=== EXERCISE MATERIALS ===

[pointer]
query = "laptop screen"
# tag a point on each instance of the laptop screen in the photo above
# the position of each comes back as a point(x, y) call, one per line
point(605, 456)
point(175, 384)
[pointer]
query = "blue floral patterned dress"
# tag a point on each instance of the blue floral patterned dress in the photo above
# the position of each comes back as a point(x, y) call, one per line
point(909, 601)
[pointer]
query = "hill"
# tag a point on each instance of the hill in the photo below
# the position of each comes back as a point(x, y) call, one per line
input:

===
=== EXERCISE MATERIALS ===

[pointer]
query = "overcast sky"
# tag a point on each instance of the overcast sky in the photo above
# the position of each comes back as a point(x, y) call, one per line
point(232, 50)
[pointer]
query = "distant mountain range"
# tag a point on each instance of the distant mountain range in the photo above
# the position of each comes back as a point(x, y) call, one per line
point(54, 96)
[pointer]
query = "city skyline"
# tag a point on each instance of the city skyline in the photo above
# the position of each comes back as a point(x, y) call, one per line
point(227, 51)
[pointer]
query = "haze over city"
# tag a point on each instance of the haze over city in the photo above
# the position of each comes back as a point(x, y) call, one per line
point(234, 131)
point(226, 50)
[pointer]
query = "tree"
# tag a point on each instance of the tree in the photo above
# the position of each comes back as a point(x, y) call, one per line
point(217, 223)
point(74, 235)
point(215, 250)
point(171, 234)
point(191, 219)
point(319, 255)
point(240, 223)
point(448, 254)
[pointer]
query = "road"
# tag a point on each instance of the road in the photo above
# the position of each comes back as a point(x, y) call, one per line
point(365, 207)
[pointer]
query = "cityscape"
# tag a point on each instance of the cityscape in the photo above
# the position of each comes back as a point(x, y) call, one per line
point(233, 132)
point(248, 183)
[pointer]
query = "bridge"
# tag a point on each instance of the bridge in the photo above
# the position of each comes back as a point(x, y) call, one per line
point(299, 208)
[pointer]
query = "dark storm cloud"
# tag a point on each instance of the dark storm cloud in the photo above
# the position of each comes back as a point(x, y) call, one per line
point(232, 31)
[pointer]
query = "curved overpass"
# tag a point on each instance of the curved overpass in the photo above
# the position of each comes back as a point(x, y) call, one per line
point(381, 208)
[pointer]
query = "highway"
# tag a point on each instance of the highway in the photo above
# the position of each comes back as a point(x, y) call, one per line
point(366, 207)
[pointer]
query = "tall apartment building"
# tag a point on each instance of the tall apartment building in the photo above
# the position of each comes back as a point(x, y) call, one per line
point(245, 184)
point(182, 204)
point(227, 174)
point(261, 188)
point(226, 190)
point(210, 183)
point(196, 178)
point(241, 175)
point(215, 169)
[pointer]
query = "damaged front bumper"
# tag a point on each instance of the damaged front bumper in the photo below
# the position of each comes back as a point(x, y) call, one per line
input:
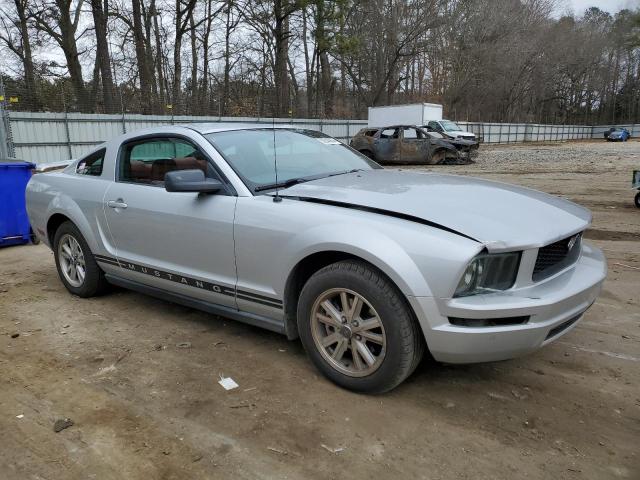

===

* [WORK TO BE COMPLETED]: Count the lines above that contain the string "overpass", treating uppercase and lowercase as different, and give only the number.

* [COMPLETED EXERCISE]: 2